MCNSW: What preconceived ideas did you have about Council before you joined, versus what you know now?
JS: For those of us working the wheels in regulation, we gain a fairly intimate knowledge of how the Council operates. But the vast majority of people in medical practice have very little understanding of the Council and its work or purpose. I’ve given the talk a number of times now about the work we do, how we do it and what it involves, and you see the light bulb come on when people finally understand.
I think that’s one of the challenges for Council. I don’t think we’re breaking through to your average medical practitioner about what we do, the important role we play protecting the public and with that, the reputation and the honorable position practitioners still hold in the community.
MCNSW: You’ve been Deputy President for the last few years, how do you think stepping into A/Prof Richard Walsh’s shoes will change things for you?
JS: I’ve been really very fortunate, Richard was incredibly inclusive. Richard went into this job saying “I’m taking you with me as Deputy and there’s (almost!) no meeting or activity that you can’t come to”.
But now my job goes up a notch. I’ve become much more the conduit for the Council and its engagement with its stakeholders. Whether that’s practitioners, complainants, MIIs, the AMA, Ministry, or the Minister. It’s my job to make sure that we’re true to our brief of protecting the public, doing so in a way that engages the broader medical profession.
MCNSW: What are your goals for Council and its work over the coming years?
JS: We need to be responsive and reflective of the community’s wishes to keep the public safe, but doing it with a respect for our colleagues and a great sense of striving for natural justice. There’s tweaking we need to do around the regulatory framework and I’ll push for that in forums when I can, so that we’re even more effective. Principally, I want us to become more effective, efficient, consistent, timely and transparent in our processes and as a regulator. That’s the hallmark of what we need to be doing better.
MCNSW: Can you name a person who has had a tremendous impact on you as a leader? Why and how did this person impact your life?
JS: I’ve had many leaders I’ve watched and been inspired by. As a student, there was tutor I admired enormously because he was a great teacher and he brought a great warmth to his teaching. He lead by example, was incredibly knowledgeable and very respectful about the way he taught us. He was a mentor in the true tradition of medical mentorship, I think. I remember him well, his name was Dr Tony Breslin and he was head of the respiratory unit at Concord.
But I’ve been fortunate enough to work with many great leaders over a long period of time and draw inspiration from many of them.
MCNSW: Is there any other message you’d like to share with the profession at the beginning of your tenure?
JS: Regulation is part and parcel of medical practice and it is only there to ensure that medical practitioners stay true to the values that have always been part and parcel of the medical profession. We are a caring, communicative, diligent, hard-working group of people who genuinely care about the people who come to us and need our help. If you abide by the Code and you practice true to the code of the profession, then you have no reason to ever be fearful of any interactions you may have in responding to a complaint. Complaints can be a part of even the best medical practice but that doesn’t necessarily in any way form or shape you as a medical practitioner if you stay true to the values of our profession which is a very noble profession in society.

[Stored data]
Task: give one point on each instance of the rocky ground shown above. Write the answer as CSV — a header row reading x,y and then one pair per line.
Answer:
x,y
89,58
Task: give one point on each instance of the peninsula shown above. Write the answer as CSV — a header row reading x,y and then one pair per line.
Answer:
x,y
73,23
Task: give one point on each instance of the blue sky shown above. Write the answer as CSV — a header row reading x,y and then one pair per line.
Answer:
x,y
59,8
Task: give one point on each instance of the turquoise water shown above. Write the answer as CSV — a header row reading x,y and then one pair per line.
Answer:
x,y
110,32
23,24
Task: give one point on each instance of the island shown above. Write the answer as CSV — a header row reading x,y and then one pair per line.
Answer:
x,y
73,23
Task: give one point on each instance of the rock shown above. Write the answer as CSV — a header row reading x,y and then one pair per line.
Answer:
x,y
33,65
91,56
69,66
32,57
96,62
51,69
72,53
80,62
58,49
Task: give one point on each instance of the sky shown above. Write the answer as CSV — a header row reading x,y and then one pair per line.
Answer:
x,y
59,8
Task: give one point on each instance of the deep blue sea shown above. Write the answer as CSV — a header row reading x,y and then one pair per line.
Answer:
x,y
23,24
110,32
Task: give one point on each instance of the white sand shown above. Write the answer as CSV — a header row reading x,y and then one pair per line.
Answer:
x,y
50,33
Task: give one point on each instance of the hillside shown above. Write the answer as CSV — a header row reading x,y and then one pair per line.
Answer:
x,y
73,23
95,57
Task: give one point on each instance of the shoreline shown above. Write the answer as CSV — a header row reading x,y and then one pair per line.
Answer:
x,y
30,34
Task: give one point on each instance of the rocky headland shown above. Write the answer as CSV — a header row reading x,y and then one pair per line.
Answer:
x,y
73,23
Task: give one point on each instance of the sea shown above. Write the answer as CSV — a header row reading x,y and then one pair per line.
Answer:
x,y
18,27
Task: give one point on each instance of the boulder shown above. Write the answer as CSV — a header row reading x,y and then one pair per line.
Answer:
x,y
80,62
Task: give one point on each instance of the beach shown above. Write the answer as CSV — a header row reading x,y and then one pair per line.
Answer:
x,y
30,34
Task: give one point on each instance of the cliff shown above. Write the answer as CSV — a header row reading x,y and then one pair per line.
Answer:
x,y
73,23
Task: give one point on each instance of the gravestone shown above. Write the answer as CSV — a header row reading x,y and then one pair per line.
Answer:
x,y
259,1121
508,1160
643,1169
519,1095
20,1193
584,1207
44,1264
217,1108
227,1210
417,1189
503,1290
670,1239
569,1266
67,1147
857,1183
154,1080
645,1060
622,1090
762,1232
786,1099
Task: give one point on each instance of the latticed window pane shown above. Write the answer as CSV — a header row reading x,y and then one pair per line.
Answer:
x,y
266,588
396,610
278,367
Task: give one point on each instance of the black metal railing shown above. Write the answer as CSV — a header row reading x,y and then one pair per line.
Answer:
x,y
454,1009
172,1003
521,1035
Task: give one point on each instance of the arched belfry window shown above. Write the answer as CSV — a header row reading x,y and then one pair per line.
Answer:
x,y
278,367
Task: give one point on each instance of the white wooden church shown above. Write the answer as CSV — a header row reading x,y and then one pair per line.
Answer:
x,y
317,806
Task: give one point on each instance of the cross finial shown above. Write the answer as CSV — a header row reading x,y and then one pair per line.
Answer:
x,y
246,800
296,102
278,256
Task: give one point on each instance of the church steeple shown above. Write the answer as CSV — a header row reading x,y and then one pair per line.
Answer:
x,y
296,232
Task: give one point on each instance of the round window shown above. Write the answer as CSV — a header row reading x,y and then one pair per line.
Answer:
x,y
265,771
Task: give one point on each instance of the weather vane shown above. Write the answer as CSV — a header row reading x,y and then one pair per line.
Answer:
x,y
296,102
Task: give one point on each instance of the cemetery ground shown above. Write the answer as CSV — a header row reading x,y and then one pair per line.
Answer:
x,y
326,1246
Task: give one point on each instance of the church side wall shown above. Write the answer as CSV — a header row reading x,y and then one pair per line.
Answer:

[Work required] Return the stretch of the interview text from "JS: I’ve been" through "the coming years?", copied word for word.

[Answer to the exercise]
JS: I’ve been really very fortunate, Richard was incredibly inclusive. Richard went into this job saying “I’m taking you with me as Deputy and there’s (almost!) no meeting or activity that you can’t come to”.
But now my job goes up a notch. I’ve become much more the conduit for the Council and its engagement with its stakeholders. Whether that’s practitioners, complainants, MIIs, the AMA, Ministry, or the Minister. It’s my job to make sure that we’re true to our brief of protecting the public, doing so in a way that engages the broader medical profession.
MCNSW: What are your goals for Council and its work over the coming years?